*THE TASK:*
Give the lines again exactly, from the one holding "the white street" to the last line of the listing below, both ends included and nothing added.

*DATASET RECORDS:*
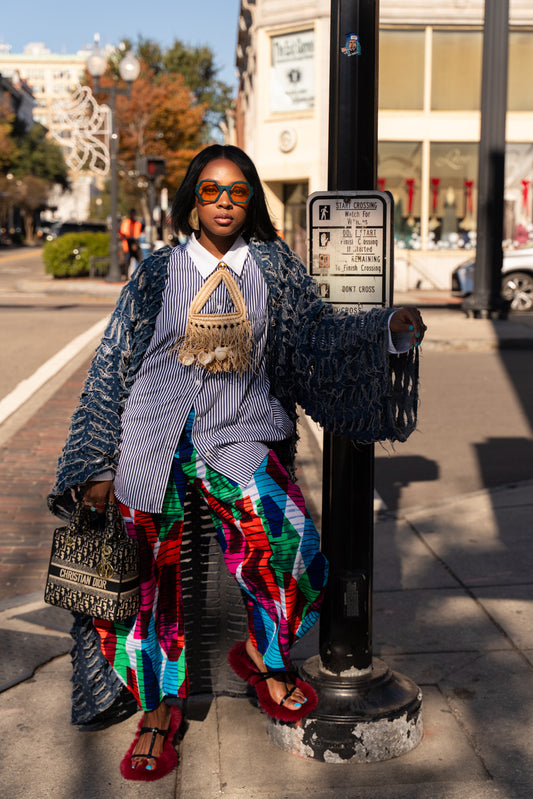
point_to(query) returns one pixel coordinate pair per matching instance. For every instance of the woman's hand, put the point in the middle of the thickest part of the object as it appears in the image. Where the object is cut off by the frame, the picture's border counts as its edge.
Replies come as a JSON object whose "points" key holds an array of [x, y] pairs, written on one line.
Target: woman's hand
{"points": [[408, 320], [96, 494]]}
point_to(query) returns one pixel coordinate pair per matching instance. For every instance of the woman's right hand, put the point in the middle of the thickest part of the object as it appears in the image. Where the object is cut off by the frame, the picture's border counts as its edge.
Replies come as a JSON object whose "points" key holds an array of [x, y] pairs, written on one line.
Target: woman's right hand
{"points": [[97, 493]]}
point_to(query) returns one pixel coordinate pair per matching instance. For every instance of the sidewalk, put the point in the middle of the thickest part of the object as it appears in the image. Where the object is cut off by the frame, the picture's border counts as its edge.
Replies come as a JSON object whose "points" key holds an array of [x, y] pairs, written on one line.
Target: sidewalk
{"points": [[452, 611]]}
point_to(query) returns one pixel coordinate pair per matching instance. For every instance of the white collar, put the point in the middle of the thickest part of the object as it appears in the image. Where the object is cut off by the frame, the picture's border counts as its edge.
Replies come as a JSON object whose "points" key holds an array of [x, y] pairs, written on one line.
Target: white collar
{"points": [[206, 263]]}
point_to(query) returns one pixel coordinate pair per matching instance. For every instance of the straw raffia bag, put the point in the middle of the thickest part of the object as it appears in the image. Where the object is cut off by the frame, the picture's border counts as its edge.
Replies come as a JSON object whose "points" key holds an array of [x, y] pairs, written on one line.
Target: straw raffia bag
{"points": [[217, 342]]}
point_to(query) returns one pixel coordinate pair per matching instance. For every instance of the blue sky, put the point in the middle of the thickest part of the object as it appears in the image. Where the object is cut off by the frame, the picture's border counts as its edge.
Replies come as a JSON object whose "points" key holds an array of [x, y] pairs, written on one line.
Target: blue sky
{"points": [[66, 26]]}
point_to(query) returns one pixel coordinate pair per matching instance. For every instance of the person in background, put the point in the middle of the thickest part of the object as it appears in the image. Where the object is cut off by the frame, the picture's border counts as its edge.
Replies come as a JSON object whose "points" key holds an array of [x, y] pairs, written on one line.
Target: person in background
{"points": [[130, 233]]}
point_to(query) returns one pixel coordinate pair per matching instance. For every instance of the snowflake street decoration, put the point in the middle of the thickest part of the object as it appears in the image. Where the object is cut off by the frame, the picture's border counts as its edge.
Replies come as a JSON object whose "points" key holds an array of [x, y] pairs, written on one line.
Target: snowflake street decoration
{"points": [[89, 125]]}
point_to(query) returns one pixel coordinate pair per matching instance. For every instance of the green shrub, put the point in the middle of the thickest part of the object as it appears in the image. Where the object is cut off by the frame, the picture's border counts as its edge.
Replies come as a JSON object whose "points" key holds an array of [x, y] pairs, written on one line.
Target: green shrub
{"points": [[68, 255]]}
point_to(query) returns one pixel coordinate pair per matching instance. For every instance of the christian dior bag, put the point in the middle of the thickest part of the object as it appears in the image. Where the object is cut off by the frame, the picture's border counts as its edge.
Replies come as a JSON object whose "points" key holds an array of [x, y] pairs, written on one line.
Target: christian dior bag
{"points": [[94, 571]]}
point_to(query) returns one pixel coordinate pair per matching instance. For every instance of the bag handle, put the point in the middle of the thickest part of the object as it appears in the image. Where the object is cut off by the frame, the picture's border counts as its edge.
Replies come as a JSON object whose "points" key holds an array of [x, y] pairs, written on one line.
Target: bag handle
{"points": [[81, 521], [221, 275]]}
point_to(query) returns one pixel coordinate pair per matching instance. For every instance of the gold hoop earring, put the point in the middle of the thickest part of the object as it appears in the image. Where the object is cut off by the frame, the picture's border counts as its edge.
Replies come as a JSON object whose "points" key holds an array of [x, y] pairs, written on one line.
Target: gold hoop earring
{"points": [[194, 221]]}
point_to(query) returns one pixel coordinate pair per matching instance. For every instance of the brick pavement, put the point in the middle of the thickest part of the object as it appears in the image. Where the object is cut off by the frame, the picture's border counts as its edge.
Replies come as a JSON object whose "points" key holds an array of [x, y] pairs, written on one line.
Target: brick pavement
{"points": [[27, 467]]}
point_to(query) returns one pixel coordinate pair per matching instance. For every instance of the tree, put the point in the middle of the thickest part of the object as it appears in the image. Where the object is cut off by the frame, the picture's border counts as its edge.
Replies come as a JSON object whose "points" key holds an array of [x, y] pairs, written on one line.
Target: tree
{"points": [[160, 117], [197, 66], [37, 166], [40, 157]]}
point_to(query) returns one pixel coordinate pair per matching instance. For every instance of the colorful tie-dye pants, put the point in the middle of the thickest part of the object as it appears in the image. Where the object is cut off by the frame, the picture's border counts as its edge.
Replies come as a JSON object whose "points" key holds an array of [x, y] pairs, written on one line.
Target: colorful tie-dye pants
{"points": [[270, 546]]}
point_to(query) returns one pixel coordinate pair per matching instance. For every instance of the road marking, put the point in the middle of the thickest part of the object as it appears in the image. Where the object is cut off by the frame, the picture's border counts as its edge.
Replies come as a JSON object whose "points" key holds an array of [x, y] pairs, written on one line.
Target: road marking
{"points": [[318, 434], [26, 388]]}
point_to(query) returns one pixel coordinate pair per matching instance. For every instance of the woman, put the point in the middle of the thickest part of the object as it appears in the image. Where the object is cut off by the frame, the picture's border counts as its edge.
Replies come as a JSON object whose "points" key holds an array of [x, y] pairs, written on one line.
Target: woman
{"points": [[171, 400]]}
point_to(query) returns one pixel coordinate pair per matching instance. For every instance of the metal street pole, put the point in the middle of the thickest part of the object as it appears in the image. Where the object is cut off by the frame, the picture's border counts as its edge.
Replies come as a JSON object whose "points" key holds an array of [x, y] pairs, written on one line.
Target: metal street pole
{"points": [[129, 69], [114, 274], [348, 495], [366, 712], [486, 299]]}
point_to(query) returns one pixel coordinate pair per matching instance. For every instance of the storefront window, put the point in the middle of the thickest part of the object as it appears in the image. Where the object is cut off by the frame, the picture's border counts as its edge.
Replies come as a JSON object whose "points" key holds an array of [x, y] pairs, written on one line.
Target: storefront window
{"points": [[294, 221], [456, 70], [453, 195], [400, 172], [401, 69], [520, 90], [518, 203]]}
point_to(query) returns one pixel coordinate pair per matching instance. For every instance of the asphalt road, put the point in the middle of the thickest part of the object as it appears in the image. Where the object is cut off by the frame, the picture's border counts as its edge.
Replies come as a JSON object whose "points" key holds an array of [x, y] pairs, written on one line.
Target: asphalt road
{"points": [[34, 327], [476, 412]]}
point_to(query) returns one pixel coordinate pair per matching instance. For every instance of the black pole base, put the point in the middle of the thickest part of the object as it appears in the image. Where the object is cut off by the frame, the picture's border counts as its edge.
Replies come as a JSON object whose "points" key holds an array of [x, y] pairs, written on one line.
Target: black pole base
{"points": [[361, 719]]}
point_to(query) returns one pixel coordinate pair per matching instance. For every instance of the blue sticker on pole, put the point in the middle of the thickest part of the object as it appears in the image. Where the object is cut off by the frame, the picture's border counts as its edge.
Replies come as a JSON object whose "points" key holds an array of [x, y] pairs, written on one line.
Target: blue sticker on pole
{"points": [[353, 45]]}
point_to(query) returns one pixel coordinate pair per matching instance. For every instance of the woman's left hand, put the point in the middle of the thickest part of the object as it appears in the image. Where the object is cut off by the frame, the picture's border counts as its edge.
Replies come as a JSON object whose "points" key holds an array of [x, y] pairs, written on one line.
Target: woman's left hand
{"points": [[408, 320]]}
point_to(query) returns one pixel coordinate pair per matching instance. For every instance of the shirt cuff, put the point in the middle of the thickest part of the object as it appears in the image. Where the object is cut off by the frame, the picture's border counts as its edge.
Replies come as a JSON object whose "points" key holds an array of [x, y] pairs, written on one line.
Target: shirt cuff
{"points": [[99, 477], [398, 342]]}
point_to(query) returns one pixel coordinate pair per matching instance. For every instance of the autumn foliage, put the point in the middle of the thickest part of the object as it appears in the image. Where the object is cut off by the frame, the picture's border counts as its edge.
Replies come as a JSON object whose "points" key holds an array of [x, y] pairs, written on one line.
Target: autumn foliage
{"points": [[160, 117]]}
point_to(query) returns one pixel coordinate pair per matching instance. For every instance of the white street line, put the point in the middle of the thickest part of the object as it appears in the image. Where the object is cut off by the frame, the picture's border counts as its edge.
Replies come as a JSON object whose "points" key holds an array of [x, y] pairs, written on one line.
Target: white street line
{"points": [[26, 388], [318, 434]]}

*SOLUTION FOR THIS PROBLEM:*
point_to(query) returns one pixel coordinate pair per matching instance. For every instance of the white street line, put the point in the middle of the thickest part of the object as it appears in the image. Where the object is cut off by the frame, the picture's border counts as its edge.
Replies come as a JSON object whose "points" key holds an array of [x, y] pairs, written on one line.
Target: white street line
{"points": [[26, 388], [318, 434]]}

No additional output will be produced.